Return verbatim the lines of the records that begin with the line containing "Target: cloudy sky" and continue through the line containing "[[[122,134],[130,109],[369,109],[369,1],[3,1],[1,114]]]", both included, leaving any pictures out of your answer.

[Stored data]
□ □ □ □
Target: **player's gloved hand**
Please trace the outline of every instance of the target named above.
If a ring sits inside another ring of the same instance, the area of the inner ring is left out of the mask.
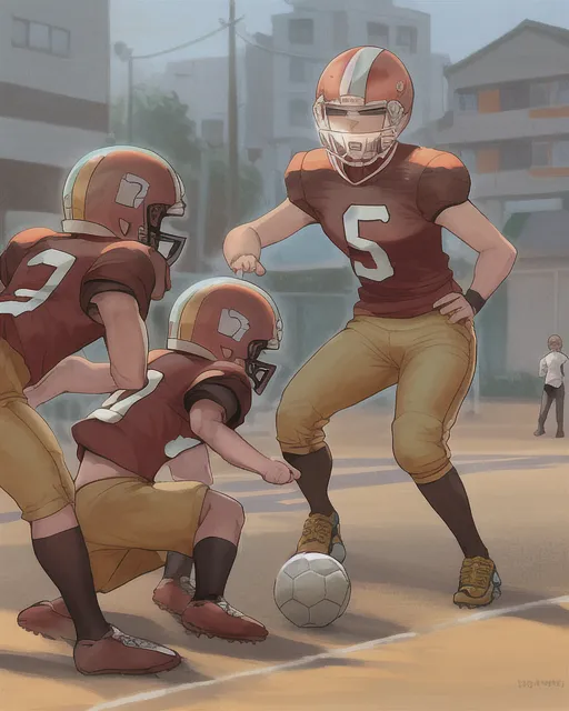
[[[267,483],[277,485],[290,484],[291,481],[300,479],[298,469],[280,459],[270,459],[267,468],[260,474]]]
[[[267,271],[254,254],[237,257],[229,266],[236,274],[242,271],[243,274],[256,273],[258,277],[262,277]]]

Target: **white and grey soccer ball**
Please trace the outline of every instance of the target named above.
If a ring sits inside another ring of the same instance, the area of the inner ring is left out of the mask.
[[[343,565],[330,555],[298,553],[280,569],[274,602],[297,627],[327,627],[350,601],[351,583]]]

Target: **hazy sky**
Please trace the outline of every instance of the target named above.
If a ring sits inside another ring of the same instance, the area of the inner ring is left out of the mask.
[[[349,8],[349,0],[346,7]],[[428,12],[432,18],[432,49],[458,61],[525,19],[569,28],[569,0],[399,0],[396,4]],[[227,18],[227,0],[111,0],[112,40],[123,40],[136,53],[174,47],[219,27]],[[271,14],[287,12],[283,0],[237,0],[249,33],[270,32]],[[191,49],[139,61],[141,73],[159,71],[166,61],[226,53],[223,32]]]

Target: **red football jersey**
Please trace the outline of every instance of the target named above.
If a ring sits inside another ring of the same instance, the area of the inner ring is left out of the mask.
[[[237,408],[227,424],[233,429],[242,424],[251,407],[251,384],[242,368],[188,353],[152,351],[146,388],[119,390],[73,425],[79,460],[88,450],[153,481],[169,460],[170,442],[179,437],[197,439],[189,418],[192,392],[208,385],[222,385],[233,393]]]
[[[399,143],[376,173],[353,184],[316,149],[297,153],[284,180],[289,200],[349,257],[361,282],[356,313],[420,316],[461,291],[435,223],[468,200],[470,177],[452,153]]]
[[[33,229],[10,240],[0,280],[0,338],[22,356],[32,385],[104,336],[90,318],[96,294],[130,293],[146,319],[156,273],[150,249],[138,242]]]

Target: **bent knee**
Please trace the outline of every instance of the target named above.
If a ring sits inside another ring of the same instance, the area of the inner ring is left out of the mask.
[[[440,479],[449,469],[450,452],[443,423],[419,412],[407,412],[393,421],[393,457],[416,483]]]
[[[310,400],[300,393],[287,394],[277,410],[277,439],[283,452],[308,454],[325,441],[323,428],[329,419],[323,418]]]

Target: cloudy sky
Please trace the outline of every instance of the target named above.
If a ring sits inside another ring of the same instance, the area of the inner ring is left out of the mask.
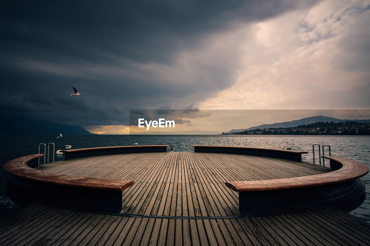
[[[122,134],[130,109],[369,109],[369,1],[3,1],[1,114]]]

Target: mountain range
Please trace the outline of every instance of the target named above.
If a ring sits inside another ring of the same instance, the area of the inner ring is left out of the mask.
[[[333,122],[334,123],[338,122],[346,122],[346,121],[357,121],[360,123],[370,123],[370,119],[368,120],[341,120],[336,118],[332,118],[332,117],[327,117],[323,116],[322,115],[317,115],[312,116],[312,117],[307,117],[303,118],[300,120],[292,120],[292,121],[286,121],[283,122],[279,122],[278,123],[274,123],[273,124],[265,124],[263,125],[260,125],[257,126],[253,126],[249,128],[243,129],[233,129],[227,132],[227,133],[231,133],[233,132],[241,132],[244,131],[249,131],[250,130],[254,130],[259,128],[260,129],[264,129],[265,128],[279,128],[282,127],[285,128],[286,127],[291,127],[297,126],[300,125],[307,124],[312,123],[316,123],[322,121],[324,122]]]
[[[61,123],[24,117],[3,118],[0,122],[0,134],[6,135],[92,134],[79,126],[72,126]]]

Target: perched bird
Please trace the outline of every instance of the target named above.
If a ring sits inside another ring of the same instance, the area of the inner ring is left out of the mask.
[[[71,96],[80,96],[80,94],[77,92],[77,89],[74,87],[72,87],[73,88],[73,94],[71,94]]]

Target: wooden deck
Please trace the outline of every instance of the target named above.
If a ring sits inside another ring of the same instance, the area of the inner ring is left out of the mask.
[[[92,178],[134,180],[124,192],[121,213],[164,216],[239,215],[237,192],[225,182],[282,178],[329,168],[236,154],[167,152],[94,157],[37,169]]]
[[[0,220],[0,245],[370,245],[370,225],[325,209],[248,218],[225,181],[331,171],[269,157],[193,152],[92,157],[36,168],[133,180],[120,214],[34,204]]]

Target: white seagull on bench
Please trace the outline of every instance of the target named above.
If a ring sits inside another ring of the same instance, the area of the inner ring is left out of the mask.
[[[80,94],[77,92],[77,89],[74,87],[72,87],[73,88],[73,94],[71,94],[71,96],[80,96]]]

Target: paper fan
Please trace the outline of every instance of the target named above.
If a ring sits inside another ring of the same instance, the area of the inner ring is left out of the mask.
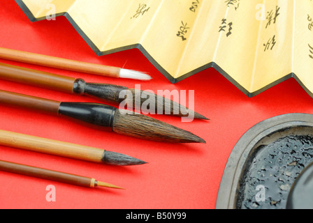
[[[15,0],[64,15],[99,56],[138,48],[172,83],[214,67],[249,96],[294,77],[313,96],[311,0]]]

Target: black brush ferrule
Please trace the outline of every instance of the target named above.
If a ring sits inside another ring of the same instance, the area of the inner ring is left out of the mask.
[[[59,114],[107,131],[112,130],[115,111],[114,107],[98,103],[61,102],[59,107]]]

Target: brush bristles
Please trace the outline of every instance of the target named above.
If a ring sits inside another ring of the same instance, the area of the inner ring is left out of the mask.
[[[119,70],[119,77],[136,79],[143,81],[148,81],[152,79],[152,77],[150,75],[145,74],[142,72],[123,68]]]
[[[147,109],[145,110],[145,107],[140,107],[141,109],[144,110],[144,112],[150,112],[151,114],[168,114],[179,117],[191,116],[193,118],[208,120],[208,118],[203,115],[165,97],[149,91],[140,91],[139,94],[136,92],[138,91],[136,89],[129,89],[129,90],[131,91],[131,95],[133,95],[129,98],[133,99],[131,104],[134,108],[136,106],[136,101],[140,101],[140,105],[143,105],[146,100],[153,98],[151,100],[151,102],[154,102],[154,105],[150,103],[147,106]],[[126,102],[127,102],[127,98]]]
[[[153,141],[205,143],[190,132],[140,114],[129,113],[129,111],[123,112],[123,114],[119,110],[116,111],[112,126],[114,132]]]
[[[106,164],[119,166],[139,165],[146,163],[145,161],[124,154],[108,151],[104,152],[102,162]]]

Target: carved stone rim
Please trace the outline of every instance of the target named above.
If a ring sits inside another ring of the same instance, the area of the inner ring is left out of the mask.
[[[283,114],[264,120],[247,131],[235,145],[227,161],[219,188],[216,208],[236,208],[239,182],[255,148],[291,134],[313,136],[313,115]]]

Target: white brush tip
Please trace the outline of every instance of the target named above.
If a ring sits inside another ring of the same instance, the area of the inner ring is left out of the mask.
[[[145,81],[148,81],[152,79],[152,77],[147,74],[145,74],[139,71],[128,69],[121,69],[119,70],[119,77],[137,79]]]

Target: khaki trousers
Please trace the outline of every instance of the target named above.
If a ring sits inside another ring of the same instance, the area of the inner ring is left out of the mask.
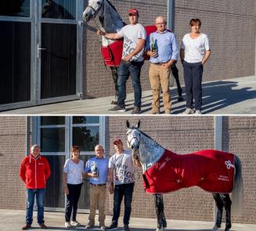
[[[99,226],[104,226],[105,222],[105,201],[106,201],[106,185],[94,186],[90,184],[89,199],[90,199],[90,215],[89,224],[94,225],[95,215],[96,211],[97,202],[99,208]]]
[[[150,80],[152,89],[153,101],[152,112],[159,112],[160,105],[160,90],[163,91],[163,103],[165,113],[170,114],[171,101],[170,96],[170,82],[169,76],[171,67],[166,69],[161,65],[150,64]]]

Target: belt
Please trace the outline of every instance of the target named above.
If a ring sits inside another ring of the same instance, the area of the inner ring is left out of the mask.
[[[165,64],[166,62],[156,62],[156,63],[152,62],[152,63],[154,65],[163,65]]]
[[[93,183],[90,183],[90,185],[92,185],[92,186],[96,186],[96,187],[98,187],[98,186],[103,186],[103,185],[106,185],[106,183],[98,183],[98,184],[93,184]]]

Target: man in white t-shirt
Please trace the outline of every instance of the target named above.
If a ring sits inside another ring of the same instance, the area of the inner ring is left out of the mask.
[[[143,26],[138,23],[138,10],[131,8],[128,10],[128,14],[130,24],[124,26],[117,33],[106,33],[99,30],[97,34],[113,40],[124,37],[122,61],[118,69],[117,105],[110,108],[110,111],[125,112],[126,80],[128,76],[131,75],[135,98],[132,114],[139,114],[142,98],[140,72],[144,63],[143,53],[146,33]]]
[[[124,196],[124,231],[129,231],[128,224],[135,184],[132,156],[131,151],[124,149],[122,140],[120,138],[115,138],[113,144],[116,153],[109,161],[108,184],[112,186],[114,183],[115,185],[114,208],[112,223],[106,230],[117,229],[121,204]],[[137,165],[141,165],[137,159],[135,159],[135,162]]]

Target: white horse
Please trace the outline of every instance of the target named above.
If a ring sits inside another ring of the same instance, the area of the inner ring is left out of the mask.
[[[127,121],[127,145],[143,169],[143,184],[155,196],[157,229],[166,227],[163,193],[198,186],[212,193],[218,208],[215,225],[221,227],[223,208],[225,229],[231,228],[231,204],[236,214],[241,211],[243,197],[242,165],[237,155],[215,150],[177,155],[164,149],[154,140]],[[232,192],[232,200],[229,194]]]
[[[125,25],[115,7],[108,0],[89,0],[88,6],[83,12],[83,18],[85,22],[94,20],[97,29],[106,33],[117,33]],[[157,30],[155,26],[146,26],[145,29],[147,36]],[[117,70],[121,61],[122,48],[122,40],[114,41],[102,36],[102,56],[105,64],[110,67],[115,84],[115,98],[112,101],[112,104],[117,102]],[[149,57],[145,58],[149,59]],[[180,86],[178,70],[175,64],[171,66],[171,69],[177,84],[178,101],[182,101],[183,100],[182,89]]]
□ □ □ □
OUTPUT FOR THIS TASK
Target: cloudy sky
Please trace the outline of every instance of the target named above.
If a ring sits inside another ring of the same instance, the area of the inner ring is left out of the mask.
[[[122,134],[130,109],[369,109],[369,1],[3,1],[1,114]]]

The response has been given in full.